§ **Fragmento para leer**
--- --- ---

Antonio Saura: Moi
Como Deleuze y Guattari, que introducen Rizoma diciendo que «dado que cada uno de nosotros era varios, resultaba ya mucha gente», o como Flaubert, que confesaba «Madame Bovari, c'est moi», Antonio Saura, con sus últimas serigrafías, agrupadas precisamente bajo el título Moi, delimita un territorio en que la autobiografía se desliza hacia la negación del yo, en que sujeto productor y objeto retratado-reproducido, son uno mismo: en definitiva, nadie. Si, como declaraba el pintor en EL PAÍS SEMANAL (30-1-77), «Moi es, en realidad, una novela con muchos personajes que tiene como punto de partida uno solo de ellos», ese personaje sabe muy bien de lo que, .refiriéndose a Artaud, Leopoldo M.' Panero definía como tentativa anabiografica: «Lo único importante debería ser la realidad de las obras producidas». Incidir sobre la unidad no-recomponible del yo (es decir, enfrentarse a los López Ibor y compañía, o a todas las formas pervertidas del sicoanálisis que en Estados Unidos sustituyen el confesionario por el diván), Saura demuestra con Moi qué puede hacerse a partir del núcleo figurativo de la cuestión: el autorretrato. Para aprehender esto no hace falta siquiera seguirle en todos sus atajos más literarios ni en una reivindicación sistemática de lo grotesco. Basta con mirar Moi, mirar lo que de su yo nos entrega, nos da a ver.

--- --- ---

§ **Datos proporcionados**
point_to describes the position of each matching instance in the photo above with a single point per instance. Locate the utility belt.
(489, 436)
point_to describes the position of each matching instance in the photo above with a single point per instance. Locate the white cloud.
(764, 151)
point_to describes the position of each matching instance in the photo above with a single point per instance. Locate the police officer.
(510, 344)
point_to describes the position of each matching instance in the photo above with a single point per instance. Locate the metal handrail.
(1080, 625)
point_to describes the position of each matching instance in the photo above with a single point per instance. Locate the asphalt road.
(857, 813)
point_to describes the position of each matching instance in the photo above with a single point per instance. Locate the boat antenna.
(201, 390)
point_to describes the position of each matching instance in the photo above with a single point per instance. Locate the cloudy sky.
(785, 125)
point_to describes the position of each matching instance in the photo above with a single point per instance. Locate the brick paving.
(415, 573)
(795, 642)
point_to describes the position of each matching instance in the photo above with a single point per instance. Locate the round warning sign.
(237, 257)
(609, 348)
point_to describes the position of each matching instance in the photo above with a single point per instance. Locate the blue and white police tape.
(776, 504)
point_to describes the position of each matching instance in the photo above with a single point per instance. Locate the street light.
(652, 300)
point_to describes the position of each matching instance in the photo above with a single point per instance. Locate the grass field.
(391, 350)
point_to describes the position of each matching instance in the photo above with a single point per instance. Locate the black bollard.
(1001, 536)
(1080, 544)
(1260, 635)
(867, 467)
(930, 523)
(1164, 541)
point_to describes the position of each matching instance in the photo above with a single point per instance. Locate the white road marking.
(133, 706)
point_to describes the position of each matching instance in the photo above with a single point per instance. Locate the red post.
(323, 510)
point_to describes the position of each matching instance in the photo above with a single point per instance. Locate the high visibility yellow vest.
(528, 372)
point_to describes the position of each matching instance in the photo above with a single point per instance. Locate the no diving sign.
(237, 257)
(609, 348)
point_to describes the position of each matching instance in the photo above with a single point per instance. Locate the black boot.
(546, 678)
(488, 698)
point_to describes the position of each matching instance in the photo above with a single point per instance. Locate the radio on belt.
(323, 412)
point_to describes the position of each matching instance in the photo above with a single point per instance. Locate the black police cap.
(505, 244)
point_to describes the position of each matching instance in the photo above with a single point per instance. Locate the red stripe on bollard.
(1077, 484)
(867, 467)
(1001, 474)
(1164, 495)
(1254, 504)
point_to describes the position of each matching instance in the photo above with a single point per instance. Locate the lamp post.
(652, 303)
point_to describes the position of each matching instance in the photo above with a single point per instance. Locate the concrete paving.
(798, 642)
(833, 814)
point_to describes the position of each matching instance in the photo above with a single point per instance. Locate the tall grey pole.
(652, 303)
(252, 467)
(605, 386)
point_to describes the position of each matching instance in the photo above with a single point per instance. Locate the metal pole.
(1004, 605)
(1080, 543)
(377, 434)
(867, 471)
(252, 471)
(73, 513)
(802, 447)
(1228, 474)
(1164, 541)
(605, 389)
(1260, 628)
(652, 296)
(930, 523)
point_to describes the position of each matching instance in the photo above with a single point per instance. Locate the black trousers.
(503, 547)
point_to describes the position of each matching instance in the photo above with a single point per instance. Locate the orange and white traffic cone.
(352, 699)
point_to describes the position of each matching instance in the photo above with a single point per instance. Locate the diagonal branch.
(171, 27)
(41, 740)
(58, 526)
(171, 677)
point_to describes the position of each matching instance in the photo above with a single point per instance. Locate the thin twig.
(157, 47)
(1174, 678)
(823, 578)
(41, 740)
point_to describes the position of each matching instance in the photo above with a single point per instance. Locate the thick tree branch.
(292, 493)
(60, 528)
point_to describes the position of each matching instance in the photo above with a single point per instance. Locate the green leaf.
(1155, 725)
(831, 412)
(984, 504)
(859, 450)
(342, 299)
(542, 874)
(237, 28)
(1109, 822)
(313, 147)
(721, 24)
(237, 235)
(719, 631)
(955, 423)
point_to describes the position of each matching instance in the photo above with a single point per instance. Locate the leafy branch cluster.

--- --- ---

§ **Consigna**
Escribe la continuación del texto sobre las serigrafías Moi de Antonio Saura a partir de su última oración.

§ **Respuesta del ejercicio**
Galería Juana Mordó
7.
A estas alturas, descubrirle al lector quién es Antonio Saura equivaldría o a tomar mi tarea como estrictamente pedagógica o hacer historia del arte. Ni Saura es El Paso (su desmentido a cualquier estética de grupo, ni en 1957 ni ahora, posee la misma virulencia y la misma lógica que la agresiva respuesta, comentada hace poco en estas páginas, de Asger Jorn frente a los intentos de recuperación de un Cobra muerto, y bien muerto, en 1951), ni Saura es tan solo su Felipe II, ni Saura es tan sólo el retrato de Geraldine. El género de fascinación que aún ejerce su pintura poco tiene que ver con el estereotipo en que lo convierte el tinglado artístico. Lo grotesco, en él como en la picaresca del Siglo de Oro o en algún que otro pintor de hoy (Bacón, Gordillo, Jorn, Dubuffet, Bonifacio), no es anécdota, sino objeto del deseo, motivo de la pintura. Desde Manet, el tema ha muerto y quien se empeñe en resucitarlo va contra corriente.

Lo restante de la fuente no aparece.